── Texte fourni

Bonjour, Manuelle Bornibus. Vous êtes la fondatrice de l’association Les Amies de l’Echappée Belle. Vous en êtes aussi la présidente. Quelle est la genèse du projet « Chez Ailes » ?
– La culture de l’accueil est dans mon ADN. J’ai été élevée dans l’idée que notre porte devait rester ouverte à ceux qui en avaient besoin. Nous vivions dans une grande maison de village, un ancien relais de poste, qui se prêtait à la convivialité solidaire. Plus tard, une fois adulte, j’ai beaucoup voyagé. A mon retour, j’ai gardé cette maison, et l’habitude d’y loger des amis, ou inconnus, de passage. J’ai eu l’occasion aussi d’accueillir assez longuement une famille. J’ai pu constater que les gens du village savaient faire preuve de solidarité et d’ouverture d’esprit.
Depuis quand travaillez-vous sur le projet « Chez Ailes » ?
– Depuis 2015. Avec l’expérience, j’ai réalisé que les femmes et les enfants étaient les principales victimes des violences domestiques. Et qu’il n’existait aucune structure adaptée en milieu rural. J’ai donc eu l’idée de monter un projet qui aurait pour « terre d’accueil » cette maison… Avec une quinzaine d’autres femmes (du village ou non et de tous horizons professionnels), nous avons créé « Les Amies de l’Echappée Belle » pour porter le projet « Chez Ailes », visant à offrir aux victimes un endroit, tenu secret, où se reconstruire avec l’appui d’un réseau d’associations et de partenaires institutionnels.

────
── Extraits du jeu

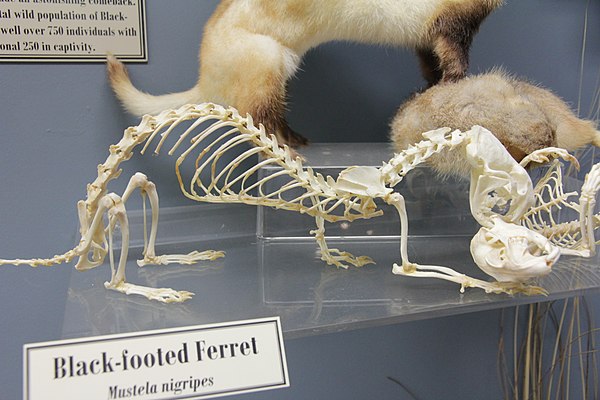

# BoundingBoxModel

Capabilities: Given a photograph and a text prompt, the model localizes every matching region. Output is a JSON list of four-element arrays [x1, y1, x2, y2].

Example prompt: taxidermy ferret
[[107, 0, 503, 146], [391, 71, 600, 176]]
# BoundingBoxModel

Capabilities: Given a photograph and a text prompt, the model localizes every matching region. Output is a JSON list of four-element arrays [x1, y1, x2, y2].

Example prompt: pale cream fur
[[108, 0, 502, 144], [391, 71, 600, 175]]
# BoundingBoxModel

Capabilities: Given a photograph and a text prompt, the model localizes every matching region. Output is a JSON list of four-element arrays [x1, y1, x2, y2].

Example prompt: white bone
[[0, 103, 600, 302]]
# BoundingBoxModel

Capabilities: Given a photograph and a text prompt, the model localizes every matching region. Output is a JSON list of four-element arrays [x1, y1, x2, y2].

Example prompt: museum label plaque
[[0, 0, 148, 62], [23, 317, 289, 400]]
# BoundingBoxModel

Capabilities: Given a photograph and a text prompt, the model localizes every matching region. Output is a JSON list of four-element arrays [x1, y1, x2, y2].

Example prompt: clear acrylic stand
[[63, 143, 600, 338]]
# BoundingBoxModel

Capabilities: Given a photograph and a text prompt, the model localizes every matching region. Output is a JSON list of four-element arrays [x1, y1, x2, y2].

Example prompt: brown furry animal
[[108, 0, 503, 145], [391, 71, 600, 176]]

────
── Extraits du jeu

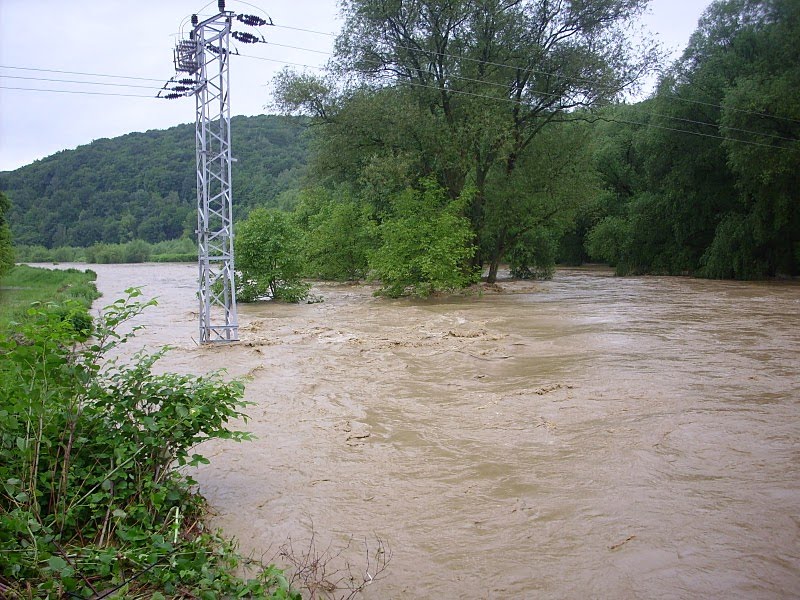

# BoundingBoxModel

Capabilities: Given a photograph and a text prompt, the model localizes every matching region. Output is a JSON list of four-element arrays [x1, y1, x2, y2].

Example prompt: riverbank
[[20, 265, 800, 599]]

────

_Objectif_:
Répondez brièvement à partir de l'entretien sur le projet « Chez Ailes » :
1. Quelle fonction Manuelle Bornibus occupe-t-elle dans l'association, en plus de celle de fondatrice ?
2. Qu'était autrefois la grande maison de village où elle a grandi ?
3. Depuis quelle année travaille-t-elle sur le projet « Chez Ailes » ?

_Résultat_:
1. Présidente.
2. Un ancien relais de poste.
3. 2015.